TASK OBJECTIVE: The line containing "Target = plant stalk" marks the end: write out exactly every line from the first line of the data below through that line, and only those.

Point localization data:
-- -- --
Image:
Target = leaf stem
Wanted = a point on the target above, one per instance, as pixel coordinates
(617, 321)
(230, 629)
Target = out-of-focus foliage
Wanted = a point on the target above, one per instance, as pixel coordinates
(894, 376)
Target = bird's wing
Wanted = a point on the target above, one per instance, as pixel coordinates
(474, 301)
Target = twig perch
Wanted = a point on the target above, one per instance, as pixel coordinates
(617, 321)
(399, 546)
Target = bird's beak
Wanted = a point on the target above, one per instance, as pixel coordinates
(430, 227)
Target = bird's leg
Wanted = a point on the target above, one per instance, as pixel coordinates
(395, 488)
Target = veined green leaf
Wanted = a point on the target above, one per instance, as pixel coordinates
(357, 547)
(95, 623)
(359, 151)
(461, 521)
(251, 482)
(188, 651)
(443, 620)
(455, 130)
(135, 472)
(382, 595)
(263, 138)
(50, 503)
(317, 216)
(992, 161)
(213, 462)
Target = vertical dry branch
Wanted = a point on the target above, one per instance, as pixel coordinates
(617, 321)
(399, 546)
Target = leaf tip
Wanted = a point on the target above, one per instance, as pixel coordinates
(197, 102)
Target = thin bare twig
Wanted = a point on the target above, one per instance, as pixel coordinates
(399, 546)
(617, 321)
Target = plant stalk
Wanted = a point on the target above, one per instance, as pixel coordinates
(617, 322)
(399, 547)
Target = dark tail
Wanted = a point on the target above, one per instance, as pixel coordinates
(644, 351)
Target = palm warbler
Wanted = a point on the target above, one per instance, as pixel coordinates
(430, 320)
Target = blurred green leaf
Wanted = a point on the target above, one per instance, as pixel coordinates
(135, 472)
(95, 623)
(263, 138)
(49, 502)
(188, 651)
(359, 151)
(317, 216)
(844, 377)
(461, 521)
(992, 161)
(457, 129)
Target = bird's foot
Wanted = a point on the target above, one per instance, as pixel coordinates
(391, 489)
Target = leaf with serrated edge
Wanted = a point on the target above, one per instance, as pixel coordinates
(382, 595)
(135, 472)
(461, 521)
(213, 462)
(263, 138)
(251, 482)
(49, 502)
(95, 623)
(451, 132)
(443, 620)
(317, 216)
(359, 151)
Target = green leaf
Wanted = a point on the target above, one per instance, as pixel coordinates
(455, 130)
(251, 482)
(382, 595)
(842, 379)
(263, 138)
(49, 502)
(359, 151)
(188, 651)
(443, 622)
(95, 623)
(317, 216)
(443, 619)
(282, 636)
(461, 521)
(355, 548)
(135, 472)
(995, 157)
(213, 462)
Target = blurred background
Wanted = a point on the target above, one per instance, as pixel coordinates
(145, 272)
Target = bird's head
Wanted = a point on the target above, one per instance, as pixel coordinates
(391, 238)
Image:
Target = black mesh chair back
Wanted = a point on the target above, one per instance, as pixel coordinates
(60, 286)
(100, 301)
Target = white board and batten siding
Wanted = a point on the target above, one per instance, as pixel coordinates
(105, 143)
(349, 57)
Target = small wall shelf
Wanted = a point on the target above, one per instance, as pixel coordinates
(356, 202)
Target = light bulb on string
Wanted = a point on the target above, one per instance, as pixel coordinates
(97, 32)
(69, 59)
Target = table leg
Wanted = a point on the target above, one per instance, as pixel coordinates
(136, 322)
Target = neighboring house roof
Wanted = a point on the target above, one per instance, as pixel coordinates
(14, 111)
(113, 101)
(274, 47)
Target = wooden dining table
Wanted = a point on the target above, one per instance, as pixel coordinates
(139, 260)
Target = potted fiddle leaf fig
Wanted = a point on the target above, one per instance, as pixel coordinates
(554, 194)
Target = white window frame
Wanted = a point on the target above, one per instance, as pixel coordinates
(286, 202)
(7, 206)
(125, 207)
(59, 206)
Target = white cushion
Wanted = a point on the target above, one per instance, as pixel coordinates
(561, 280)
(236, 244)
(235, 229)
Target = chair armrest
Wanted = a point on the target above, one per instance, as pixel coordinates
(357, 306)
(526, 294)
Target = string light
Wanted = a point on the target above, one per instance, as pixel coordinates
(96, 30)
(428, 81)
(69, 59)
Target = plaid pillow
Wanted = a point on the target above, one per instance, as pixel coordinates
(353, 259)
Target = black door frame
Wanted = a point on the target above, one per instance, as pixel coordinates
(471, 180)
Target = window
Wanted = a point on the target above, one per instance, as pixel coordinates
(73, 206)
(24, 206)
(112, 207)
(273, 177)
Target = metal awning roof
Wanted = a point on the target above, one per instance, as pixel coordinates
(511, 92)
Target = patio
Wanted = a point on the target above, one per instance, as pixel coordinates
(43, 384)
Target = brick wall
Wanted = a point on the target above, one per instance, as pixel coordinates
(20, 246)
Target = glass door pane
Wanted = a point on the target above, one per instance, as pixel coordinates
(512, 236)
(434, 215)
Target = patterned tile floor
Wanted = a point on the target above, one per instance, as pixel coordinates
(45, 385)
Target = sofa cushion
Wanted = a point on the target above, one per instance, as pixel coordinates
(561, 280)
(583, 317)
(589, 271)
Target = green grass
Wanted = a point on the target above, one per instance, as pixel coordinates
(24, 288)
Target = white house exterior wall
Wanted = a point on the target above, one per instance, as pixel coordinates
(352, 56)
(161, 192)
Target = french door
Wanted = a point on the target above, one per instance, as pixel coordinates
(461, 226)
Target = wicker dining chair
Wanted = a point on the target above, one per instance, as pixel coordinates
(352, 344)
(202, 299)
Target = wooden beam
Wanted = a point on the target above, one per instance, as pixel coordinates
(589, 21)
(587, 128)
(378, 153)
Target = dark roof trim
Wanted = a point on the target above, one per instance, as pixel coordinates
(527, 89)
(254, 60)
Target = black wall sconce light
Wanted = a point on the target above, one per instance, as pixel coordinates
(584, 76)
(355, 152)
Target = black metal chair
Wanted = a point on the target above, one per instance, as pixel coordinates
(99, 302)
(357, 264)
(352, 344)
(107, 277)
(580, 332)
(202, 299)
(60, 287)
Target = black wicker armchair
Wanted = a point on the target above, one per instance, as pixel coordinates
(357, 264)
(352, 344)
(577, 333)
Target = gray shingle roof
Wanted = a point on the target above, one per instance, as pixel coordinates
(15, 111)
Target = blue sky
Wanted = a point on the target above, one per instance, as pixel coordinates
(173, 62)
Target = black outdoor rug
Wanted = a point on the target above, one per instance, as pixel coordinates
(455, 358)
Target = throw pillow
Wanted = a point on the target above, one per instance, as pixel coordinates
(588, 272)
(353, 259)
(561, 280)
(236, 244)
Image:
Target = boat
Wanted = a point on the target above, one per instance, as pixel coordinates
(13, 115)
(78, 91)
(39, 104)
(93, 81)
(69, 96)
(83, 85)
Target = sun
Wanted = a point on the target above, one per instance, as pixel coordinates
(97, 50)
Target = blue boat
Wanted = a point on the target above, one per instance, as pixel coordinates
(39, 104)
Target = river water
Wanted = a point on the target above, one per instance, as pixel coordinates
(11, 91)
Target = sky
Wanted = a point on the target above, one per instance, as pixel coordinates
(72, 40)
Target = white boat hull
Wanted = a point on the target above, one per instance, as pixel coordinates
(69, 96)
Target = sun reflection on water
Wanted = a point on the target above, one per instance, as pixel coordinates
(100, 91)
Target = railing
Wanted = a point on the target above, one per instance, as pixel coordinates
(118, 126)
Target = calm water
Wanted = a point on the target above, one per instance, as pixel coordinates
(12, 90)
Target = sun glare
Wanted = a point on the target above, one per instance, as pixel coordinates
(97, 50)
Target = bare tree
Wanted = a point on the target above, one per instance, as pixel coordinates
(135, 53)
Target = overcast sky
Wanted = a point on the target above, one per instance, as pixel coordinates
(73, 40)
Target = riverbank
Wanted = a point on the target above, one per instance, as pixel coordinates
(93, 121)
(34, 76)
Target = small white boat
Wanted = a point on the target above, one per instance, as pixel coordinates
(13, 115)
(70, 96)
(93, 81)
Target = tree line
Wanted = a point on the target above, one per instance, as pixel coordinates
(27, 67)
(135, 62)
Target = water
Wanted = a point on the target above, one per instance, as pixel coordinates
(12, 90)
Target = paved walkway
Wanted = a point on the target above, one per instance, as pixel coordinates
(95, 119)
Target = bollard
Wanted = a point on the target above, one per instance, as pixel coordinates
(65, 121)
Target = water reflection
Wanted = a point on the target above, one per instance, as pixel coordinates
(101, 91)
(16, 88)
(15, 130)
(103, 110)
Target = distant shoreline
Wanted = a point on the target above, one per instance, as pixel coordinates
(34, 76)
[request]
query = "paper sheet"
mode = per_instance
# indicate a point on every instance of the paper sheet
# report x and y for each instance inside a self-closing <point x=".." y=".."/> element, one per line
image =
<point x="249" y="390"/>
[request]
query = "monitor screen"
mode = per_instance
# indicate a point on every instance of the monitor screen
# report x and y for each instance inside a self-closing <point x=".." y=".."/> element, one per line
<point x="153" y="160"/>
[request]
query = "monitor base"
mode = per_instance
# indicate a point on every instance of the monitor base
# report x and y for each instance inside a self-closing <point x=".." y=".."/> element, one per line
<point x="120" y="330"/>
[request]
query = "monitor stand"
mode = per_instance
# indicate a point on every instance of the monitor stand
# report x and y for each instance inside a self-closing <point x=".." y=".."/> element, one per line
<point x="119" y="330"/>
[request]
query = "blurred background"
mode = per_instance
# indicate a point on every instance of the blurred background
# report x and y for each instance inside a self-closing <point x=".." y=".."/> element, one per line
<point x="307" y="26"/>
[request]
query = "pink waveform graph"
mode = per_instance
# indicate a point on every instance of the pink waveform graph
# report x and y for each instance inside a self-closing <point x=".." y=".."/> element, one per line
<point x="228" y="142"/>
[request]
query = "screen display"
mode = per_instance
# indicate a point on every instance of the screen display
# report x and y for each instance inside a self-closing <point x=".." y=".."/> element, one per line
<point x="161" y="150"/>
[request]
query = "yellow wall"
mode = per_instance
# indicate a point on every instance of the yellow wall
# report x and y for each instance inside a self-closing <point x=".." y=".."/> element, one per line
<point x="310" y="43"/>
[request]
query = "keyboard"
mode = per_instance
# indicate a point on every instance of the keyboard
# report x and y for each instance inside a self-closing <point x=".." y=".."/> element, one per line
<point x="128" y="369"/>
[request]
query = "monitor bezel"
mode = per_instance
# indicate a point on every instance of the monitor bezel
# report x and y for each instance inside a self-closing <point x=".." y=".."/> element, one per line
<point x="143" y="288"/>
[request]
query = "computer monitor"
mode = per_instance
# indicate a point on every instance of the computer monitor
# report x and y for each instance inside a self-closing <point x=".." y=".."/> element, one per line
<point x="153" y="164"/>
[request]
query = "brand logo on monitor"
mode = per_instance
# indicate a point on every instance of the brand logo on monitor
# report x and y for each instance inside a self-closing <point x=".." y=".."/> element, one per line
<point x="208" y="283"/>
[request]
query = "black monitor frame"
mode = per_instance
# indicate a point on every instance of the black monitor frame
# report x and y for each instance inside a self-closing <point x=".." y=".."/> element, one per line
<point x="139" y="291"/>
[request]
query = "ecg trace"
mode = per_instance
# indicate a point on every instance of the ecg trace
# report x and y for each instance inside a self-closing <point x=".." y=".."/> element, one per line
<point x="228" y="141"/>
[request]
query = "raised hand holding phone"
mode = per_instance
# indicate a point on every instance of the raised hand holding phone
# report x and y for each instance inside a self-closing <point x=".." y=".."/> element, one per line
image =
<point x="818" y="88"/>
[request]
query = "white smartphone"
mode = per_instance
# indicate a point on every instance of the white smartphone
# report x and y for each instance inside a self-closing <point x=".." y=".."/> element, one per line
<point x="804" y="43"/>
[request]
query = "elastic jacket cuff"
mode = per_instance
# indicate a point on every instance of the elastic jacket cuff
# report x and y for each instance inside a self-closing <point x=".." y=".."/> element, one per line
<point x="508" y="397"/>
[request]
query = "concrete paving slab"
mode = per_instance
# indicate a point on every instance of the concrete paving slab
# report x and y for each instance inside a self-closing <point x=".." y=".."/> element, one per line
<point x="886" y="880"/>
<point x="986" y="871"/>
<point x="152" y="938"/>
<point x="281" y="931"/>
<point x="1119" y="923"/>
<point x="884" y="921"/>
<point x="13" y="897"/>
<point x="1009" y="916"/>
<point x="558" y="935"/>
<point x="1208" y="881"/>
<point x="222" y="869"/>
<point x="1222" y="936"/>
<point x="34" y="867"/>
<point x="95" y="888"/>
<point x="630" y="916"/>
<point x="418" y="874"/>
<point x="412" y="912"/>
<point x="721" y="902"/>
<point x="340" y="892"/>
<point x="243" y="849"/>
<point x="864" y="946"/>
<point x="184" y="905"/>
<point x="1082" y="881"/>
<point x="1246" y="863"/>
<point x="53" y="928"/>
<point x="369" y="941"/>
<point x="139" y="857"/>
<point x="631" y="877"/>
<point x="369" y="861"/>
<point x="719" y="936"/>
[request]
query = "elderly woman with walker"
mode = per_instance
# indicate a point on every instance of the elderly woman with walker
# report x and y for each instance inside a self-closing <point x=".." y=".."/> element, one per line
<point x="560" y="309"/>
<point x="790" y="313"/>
-- -- --
ANSWER TO THE EXERCISE:
Image:
Target = leaf stem
Wanted = a point on the target above, one per instance, as pixel coordinates
(617, 321)
(230, 629)
Target = out-of-focus foliage
Wanted = a point on the target above, one per instance, as pixel coordinates
(894, 376)
Target = bird's wing
Wanted = a point on the target above, one per instance, as pixel coordinates
(474, 301)
Target = twig perch
Wanted = a point on the target above, one per instance, as pixel coordinates
(617, 321)
(399, 546)
Target = bird's beak
Wanted = a point on the target above, one per instance, as pixel coordinates
(430, 227)
Target = bird's leg
Wanted = a point on the target above, one per instance, as pixel coordinates
(395, 488)
Target = veined green leaf
Wanted = a point on the target above, one per instance, as pixel coordinates
(357, 547)
(95, 623)
(359, 151)
(461, 521)
(251, 482)
(188, 651)
(443, 620)
(455, 130)
(135, 472)
(382, 595)
(263, 138)
(50, 503)
(317, 216)
(992, 161)
(213, 462)
Target = vertical dry branch
Wanted = a point on the target above, one per instance, as pixel coordinates
(617, 321)
(399, 546)
Target = leaf tip
Wanted = a point on the target above, one per instance, as pixel coordinates
(197, 102)
Target = thin bare twig
Wanted = a point on the target above, one per instance, as pixel coordinates
(399, 546)
(617, 321)
Target = plant stalk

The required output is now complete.